--- START Passage provided ---

What fragrance terms do you find confusing? About which perfume concepts would you have liked to learn more?
Amber, musk, petally, floralcy, butyric, crisp.... Fragrance professionals struggle with the language, with which to describe perfume, and it does not help matters that the information available to the consumers is often extremely confusing. Among the perfume adjectives that I have always found confusing (and still do) is soapy, which can mean lots of different things to different people.
I've noticed that clean for me can have a variety of interpretations, in my mind at that. Not only with what other people meant.
Posted by: Ines | September 27, 2011 at 06:50
I'd say “creamy,” as in “creamy sandalwood,” that I read recently. Probably simply because I haven't smelled enough sandalwood to perceive the difference!
Also, “cold” scents. I think I understand, by opposition to what I'd consider a “warm” scent, but it seems a very arbitrary term in certain cases...
Posted by: Alnysie | September 27, 2011 at 06:55
I would like to find a term to describe those "new" musks, such as the musk used in the new No. 19 Poudre. This transcends mere "clean" (which might imply soapy or at least freshly scrubbed) and is the most synthetic-smelling musk yet.
"Powdery" is one I have an issue with. I dislike the type of powdery that smells like Teint de Neige, and yet I have no problem with No. 5. The word "powdery" can turn me off even trying a fragrance.
Posted by: Suzanna | September 27, 2011 at 08:10
Powdery has always been confusing to me. Suzanna mentioned No.5. Is it the resemblance to the scent of Johnson's baby powder? If so what is the scent in Johnson's baby powder?
Posted by: MJ | September 27, 2011 at 08:47
It's all so subjective, no wonder there are struggles with the language. Of course general terms like amber and tea and rose do mean something specific. Someone will make a dictionary of these terms eventually, so we can all refer and agree on what crisp and soapy mean.
Posted by: Lucy | September 27, 2011 at 08:59
I'm still wondering about "sparkling".
Posted by: katrin | September 27, 2011 at 09:21
As Lucy says, these terms are entirely subjective - both in our understanding of them and in their application. One thing that I've found difficult is that men's perception of odour is often different to women's, so we don't actually smell the same thing, no matter what name is given to it.
"Powdery", to me, is a dry scent, but one that doesn't grab you by the back of the throat like the smell of bleach. Many flowers, particularly wild flowers (ivy, ceanothus, for instance) have a powdery smell that is nothing like what I'd class as "floral". Even rose (rosa rugosa) is close to powdery when compared to, say, lily-of-the-valley (which is definitely floral).
Posted by: Martyn | September 27, 2011 at 09:32
Clean how I was taught is the absence of any animalic notes, save for white musks (which are not really animalic anyway.) But yes, it is often confusing anyway.
Posted by: Victoria | September 27, 2011 at 09:47
"Creamy sandalwood" is something I use often. I mean by it the milky scent, as opposed pencil shavings (or hamster cage!) dryness that many woods (especially cedarwood) have. Plus, sandalwood actually contains molecules that smell like warm milk.

--- END Passage provided ---
--- START Source records ---

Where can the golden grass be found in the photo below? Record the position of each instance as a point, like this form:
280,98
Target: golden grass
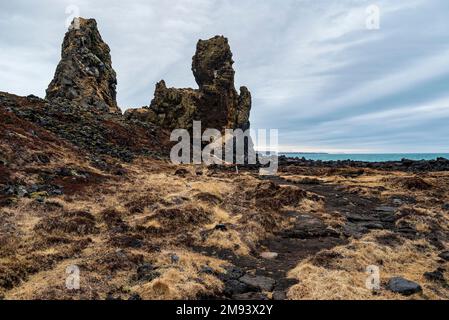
345,279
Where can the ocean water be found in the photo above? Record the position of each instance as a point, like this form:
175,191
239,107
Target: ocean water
374,157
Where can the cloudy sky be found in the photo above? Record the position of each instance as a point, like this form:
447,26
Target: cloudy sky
316,72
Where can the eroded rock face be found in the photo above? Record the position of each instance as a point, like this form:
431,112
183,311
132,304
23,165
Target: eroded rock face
85,74
216,103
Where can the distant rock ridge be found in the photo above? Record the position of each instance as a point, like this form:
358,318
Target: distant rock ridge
85,74
216,103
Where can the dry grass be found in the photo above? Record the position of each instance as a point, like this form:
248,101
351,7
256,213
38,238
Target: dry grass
344,276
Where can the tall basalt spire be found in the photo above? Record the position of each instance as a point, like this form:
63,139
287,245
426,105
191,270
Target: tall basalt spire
85,74
216,103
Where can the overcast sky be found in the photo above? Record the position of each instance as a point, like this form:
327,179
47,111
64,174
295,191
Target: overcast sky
316,72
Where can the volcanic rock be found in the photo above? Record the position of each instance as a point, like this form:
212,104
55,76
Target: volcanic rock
403,286
85,74
216,103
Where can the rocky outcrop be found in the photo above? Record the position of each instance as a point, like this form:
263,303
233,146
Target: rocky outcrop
85,75
216,103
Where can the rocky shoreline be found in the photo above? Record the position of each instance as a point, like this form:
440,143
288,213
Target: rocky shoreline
440,164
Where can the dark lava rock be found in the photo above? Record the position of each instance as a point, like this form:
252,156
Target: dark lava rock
279,295
260,282
436,275
250,296
207,270
146,272
221,227
135,297
216,103
85,74
233,287
232,273
444,255
386,209
403,286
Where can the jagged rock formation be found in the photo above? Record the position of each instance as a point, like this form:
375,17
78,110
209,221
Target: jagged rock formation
85,75
216,103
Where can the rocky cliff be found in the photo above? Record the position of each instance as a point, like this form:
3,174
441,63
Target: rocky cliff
216,103
85,74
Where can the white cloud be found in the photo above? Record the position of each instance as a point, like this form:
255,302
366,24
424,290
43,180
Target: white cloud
314,70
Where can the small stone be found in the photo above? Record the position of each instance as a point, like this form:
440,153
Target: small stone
403,286
279,295
221,227
233,287
386,209
174,258
135,297
21,191
269,255
232,273
207,270
436,276
260,282
250,296
146,272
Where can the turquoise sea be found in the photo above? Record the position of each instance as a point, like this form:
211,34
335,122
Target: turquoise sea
374,157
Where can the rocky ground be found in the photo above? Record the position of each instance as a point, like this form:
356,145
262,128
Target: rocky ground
83,187
151,230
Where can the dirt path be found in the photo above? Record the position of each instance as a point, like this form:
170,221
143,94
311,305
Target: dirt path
308,236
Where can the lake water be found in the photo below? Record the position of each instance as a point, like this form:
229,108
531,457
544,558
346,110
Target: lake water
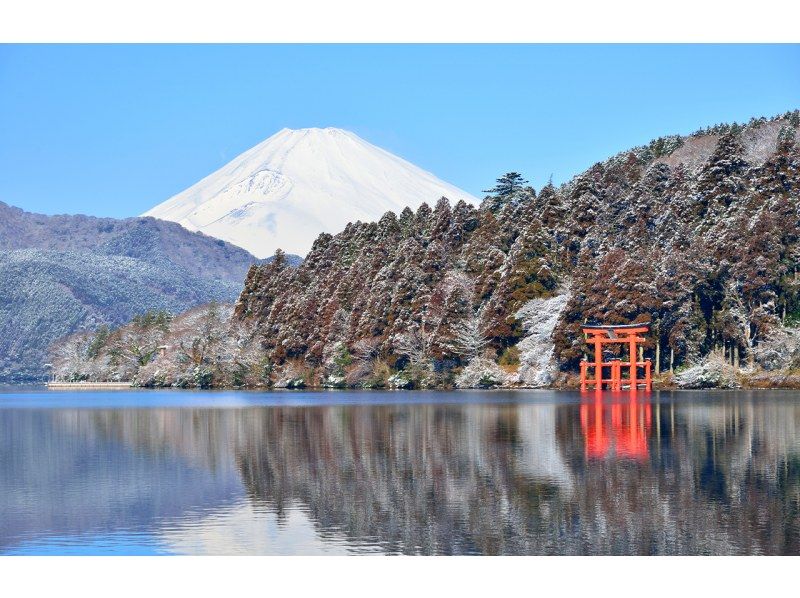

--- END Source records ---

• [What to do]:
[1] In the entries, reproduce every line from the line containing "Where can the dirt" through the end of the entries, requests included, and add 88 to each number in the answer coordinates. Leave the pictures out.
[2] Resume the comment thread on confusing fragrance terms from the point where it stops.

• [Task-by-task outputs]:
[1]
Where can the dirt path be found in the photo above? Record the position of each instance as a point, like this form:
170,221
143,94
311,305
Target: dirt path
396,324
Where can the lake water be found in the photo below? Record the position of each instance as a point, like this form:
229,108
531,457
544,558
346,110
Target: lake water

[2]
Posted by: Victoria | September 27, 2011 at 09:49
Many people say that Chanel No 5 is powdery because of aldehydes. I do not find it powdery either. Powdery is a very specific term among professional perfumers, and it means an accord of heliotropin, citrus and some herbs (like Johnson & Johnson baby powder, for instance.) Fragrances like Ombre Rose or Love's Baby Soft are quintessential powdery blends.
Posted by: Victoria | September 27, 2011 at 09:51
Yes, you are right. As I replied to Suzanna above, that would be the powdery standard! :)
Posted by: Victoria | September 27, 2011 at 09:52
After all, professionals have a language that they use to communicate among themselves. The trouble is that there is no education for the consumers at all.
As for crisp and soapy, those are my least favorite words, even though I do use the former time to time (I try not to!) My perfumery school mentor used to get irritated whenever I used soapy or white floral, because the former means nothing (it is not an adjective used among perfumers), while the latter is too vague (there are many white florals! which one do you mean?)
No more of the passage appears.